▶ Task prompt
How many lines of the entries below contain the string "window"? Reply with the number alone.

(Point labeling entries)
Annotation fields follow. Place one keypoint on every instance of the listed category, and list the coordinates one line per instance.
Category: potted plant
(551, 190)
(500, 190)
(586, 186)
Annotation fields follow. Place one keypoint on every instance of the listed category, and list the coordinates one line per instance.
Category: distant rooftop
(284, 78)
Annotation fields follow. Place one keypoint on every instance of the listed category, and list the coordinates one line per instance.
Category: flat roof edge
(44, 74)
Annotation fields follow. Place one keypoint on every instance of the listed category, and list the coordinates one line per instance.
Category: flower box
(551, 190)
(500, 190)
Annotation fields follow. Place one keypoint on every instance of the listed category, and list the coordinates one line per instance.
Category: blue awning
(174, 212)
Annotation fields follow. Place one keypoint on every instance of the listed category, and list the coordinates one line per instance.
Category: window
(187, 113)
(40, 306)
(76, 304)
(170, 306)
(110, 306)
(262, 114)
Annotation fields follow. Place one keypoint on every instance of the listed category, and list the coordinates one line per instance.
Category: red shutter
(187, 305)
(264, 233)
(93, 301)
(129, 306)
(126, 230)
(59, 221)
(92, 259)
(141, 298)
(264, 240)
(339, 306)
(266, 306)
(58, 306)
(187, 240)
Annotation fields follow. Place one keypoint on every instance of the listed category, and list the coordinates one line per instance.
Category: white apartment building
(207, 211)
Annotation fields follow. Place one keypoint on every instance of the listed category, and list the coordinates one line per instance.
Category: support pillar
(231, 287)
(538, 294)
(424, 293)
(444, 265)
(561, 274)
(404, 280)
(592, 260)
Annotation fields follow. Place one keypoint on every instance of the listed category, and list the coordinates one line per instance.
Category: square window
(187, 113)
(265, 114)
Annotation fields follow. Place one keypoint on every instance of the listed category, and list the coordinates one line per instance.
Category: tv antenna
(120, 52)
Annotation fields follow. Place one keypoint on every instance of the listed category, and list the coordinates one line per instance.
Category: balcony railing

▶ Finished task
2